### WHAT IS REQUIRED
Each line of the data that mentions the string "leaf" needs to be identified and copied.

### SOURCE DATA
##############################

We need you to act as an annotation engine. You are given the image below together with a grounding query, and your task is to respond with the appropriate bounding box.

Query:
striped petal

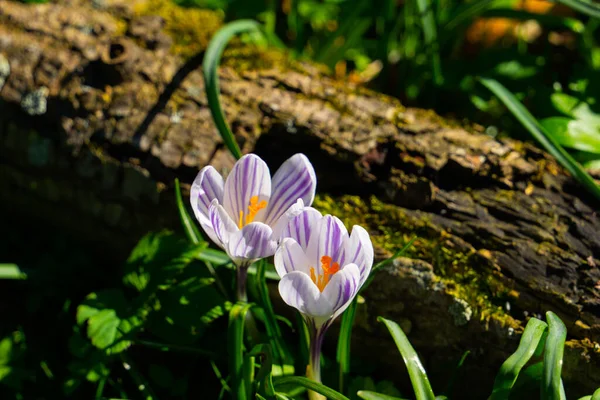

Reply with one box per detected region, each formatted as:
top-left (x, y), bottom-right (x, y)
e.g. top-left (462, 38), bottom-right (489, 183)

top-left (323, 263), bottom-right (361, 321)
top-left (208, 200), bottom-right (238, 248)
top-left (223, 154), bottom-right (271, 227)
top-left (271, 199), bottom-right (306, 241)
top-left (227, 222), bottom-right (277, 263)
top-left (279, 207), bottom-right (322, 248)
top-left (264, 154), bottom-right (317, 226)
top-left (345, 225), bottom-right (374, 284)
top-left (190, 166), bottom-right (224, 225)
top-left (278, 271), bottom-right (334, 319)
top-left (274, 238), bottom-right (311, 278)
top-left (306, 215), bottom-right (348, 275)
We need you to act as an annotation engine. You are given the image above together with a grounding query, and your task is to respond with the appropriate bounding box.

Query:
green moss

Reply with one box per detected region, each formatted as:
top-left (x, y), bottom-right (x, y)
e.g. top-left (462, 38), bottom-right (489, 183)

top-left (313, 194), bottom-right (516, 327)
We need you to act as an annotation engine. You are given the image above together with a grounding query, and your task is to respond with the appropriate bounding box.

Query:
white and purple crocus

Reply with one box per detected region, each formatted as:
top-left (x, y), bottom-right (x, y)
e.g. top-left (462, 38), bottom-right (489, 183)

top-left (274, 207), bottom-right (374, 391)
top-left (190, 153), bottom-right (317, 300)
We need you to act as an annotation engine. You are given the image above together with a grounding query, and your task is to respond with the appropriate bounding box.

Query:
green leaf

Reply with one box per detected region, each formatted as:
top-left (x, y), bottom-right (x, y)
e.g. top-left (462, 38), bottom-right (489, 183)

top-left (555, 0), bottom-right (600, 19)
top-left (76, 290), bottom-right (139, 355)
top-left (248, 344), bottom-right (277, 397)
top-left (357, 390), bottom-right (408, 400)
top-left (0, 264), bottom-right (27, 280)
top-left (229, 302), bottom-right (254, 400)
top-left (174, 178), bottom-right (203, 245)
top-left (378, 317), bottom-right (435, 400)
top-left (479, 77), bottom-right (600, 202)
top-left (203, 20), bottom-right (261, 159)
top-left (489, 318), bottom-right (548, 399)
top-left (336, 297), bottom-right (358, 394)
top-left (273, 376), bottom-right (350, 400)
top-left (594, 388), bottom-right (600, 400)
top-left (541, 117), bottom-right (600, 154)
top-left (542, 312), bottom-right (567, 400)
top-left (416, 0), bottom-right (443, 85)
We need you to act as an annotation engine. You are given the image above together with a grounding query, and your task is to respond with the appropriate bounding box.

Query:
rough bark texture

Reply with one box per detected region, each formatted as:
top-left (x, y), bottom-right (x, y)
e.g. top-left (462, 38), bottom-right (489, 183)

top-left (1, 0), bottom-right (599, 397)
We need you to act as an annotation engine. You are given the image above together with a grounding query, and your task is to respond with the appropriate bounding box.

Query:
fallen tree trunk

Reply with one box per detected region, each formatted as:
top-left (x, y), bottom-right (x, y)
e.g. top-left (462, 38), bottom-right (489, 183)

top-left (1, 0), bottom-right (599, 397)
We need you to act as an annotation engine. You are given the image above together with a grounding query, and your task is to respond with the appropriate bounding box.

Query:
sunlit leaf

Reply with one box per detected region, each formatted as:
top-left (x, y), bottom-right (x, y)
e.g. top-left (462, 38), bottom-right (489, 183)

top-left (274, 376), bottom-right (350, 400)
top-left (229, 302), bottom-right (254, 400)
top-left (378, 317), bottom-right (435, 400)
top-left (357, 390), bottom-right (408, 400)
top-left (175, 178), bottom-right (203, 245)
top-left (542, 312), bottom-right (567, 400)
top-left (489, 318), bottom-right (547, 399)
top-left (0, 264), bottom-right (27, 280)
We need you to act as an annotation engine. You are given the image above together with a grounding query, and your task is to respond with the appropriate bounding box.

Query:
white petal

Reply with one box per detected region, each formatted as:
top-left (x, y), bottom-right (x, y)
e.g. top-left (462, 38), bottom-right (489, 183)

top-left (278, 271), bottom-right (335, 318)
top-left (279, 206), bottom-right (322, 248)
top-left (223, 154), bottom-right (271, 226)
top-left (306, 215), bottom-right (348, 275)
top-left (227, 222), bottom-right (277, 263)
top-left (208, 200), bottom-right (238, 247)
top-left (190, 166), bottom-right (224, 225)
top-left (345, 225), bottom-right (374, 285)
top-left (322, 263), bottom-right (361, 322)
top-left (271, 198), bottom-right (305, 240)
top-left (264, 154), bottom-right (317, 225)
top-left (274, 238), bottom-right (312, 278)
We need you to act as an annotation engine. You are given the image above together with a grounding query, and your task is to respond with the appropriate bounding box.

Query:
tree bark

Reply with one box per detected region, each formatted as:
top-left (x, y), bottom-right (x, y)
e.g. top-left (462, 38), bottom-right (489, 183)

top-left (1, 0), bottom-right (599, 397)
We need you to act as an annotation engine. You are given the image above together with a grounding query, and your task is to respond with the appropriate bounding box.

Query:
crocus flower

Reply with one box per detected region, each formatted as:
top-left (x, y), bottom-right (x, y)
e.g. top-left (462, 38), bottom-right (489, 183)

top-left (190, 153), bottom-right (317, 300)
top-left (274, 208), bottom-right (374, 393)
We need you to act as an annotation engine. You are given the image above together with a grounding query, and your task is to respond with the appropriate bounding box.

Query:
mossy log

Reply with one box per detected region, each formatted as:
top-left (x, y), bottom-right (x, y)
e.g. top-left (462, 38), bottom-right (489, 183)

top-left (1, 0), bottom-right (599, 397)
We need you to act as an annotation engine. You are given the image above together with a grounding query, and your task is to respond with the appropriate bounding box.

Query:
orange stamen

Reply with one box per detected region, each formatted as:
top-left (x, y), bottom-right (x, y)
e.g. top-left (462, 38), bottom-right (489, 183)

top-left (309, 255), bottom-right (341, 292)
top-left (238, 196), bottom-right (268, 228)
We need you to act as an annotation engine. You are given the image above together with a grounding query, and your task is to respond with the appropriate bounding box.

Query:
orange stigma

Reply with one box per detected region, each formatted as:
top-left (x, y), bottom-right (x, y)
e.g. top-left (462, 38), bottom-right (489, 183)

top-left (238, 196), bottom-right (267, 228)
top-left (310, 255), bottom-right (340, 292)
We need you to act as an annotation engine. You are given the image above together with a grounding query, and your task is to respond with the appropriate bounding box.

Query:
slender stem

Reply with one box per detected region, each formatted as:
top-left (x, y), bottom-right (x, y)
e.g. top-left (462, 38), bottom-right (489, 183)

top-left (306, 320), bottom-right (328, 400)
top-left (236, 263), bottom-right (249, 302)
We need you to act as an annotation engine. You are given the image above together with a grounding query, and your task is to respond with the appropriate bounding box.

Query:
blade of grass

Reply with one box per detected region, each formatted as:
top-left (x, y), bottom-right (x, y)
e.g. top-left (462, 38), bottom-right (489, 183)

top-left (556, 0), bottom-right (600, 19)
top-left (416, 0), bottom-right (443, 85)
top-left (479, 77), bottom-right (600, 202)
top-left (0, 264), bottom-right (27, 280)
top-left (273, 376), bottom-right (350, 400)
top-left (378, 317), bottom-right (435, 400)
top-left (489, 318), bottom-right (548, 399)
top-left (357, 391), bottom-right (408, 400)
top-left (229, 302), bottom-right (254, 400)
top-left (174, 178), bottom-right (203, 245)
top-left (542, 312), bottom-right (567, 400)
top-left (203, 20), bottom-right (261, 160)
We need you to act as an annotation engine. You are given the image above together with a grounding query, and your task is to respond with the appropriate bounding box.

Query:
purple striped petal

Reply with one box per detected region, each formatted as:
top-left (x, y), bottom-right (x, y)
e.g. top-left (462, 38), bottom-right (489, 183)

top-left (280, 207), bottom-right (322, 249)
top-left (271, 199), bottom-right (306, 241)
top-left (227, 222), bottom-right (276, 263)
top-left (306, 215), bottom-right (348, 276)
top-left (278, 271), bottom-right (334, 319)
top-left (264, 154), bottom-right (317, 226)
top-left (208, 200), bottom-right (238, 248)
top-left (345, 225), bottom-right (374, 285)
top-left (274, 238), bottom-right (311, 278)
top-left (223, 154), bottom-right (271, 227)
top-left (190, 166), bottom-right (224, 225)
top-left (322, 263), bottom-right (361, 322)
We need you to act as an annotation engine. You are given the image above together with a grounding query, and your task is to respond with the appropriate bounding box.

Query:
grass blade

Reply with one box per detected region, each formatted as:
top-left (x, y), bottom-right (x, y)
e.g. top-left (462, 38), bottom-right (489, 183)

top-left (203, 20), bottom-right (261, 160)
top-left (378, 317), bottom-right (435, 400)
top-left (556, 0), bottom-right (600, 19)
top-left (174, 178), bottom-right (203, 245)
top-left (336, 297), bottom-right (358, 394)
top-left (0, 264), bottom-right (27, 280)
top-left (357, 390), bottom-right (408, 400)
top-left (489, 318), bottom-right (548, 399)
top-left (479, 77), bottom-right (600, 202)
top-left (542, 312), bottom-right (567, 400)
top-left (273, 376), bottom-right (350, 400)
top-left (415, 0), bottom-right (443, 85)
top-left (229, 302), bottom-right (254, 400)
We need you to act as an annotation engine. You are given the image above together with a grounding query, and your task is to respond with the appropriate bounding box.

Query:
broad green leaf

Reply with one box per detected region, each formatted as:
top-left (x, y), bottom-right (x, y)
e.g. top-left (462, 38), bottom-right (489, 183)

##############################

### FINISHED EXERCISE
green leaf
sunlit leaf
broad green leaf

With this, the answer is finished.